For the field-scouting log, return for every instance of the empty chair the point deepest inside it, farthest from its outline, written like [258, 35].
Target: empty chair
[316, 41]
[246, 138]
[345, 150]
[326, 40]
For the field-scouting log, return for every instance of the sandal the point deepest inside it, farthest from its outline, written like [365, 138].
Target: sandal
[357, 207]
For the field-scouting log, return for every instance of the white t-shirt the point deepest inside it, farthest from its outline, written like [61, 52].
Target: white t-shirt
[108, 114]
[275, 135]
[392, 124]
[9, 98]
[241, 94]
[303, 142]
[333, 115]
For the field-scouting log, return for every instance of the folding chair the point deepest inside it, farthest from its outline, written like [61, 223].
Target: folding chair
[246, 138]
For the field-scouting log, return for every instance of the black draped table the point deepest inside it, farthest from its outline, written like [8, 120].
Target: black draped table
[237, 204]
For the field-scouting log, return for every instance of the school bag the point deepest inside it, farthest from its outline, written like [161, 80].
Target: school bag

#### [AIM OF THE TASK]
Copy the material above line by line, keeping every word and figure unchanged.

#### [OUTPUT]
For the field-scouting log, return for every instance of the empty chair the point deepest inside it, farthest from its outline, written like [258, 35].
Target: empty chair
[316, 41]
[246, 138]
[345, 150]
[326, 40]
For the field-scouting log, return for every instance of the sandal the point deepest inside it, farthest from its outline, written like [365, 138].
Target: sandal
[357, 207]
For the field-scouting log, return for every instance of the white t-shirt the point deepest inside it, farthest from its outline, written like [61, 52].
Target: white t-shirt
[108, 114]
[275, 135]
[392, 124]
[9, 98]
[241, 94]
[303, 142]
[333, 115]
For the field-scouting log, return for every instance of the folding chair the point deepest inside it, farthest from its outline, written like [61, 223].
Target: folding chair
[246, 138]
For the field-scouting log, return for every instance of the black draped table the point deepest inside it, farthest from its outline, written like [8, 120].
Target: black draped table
[237, 204]
For the field-scouting log, return for every instance of the school bag the point deepest inside it, farthest from its outline, written like [161, 80].
Target: school bag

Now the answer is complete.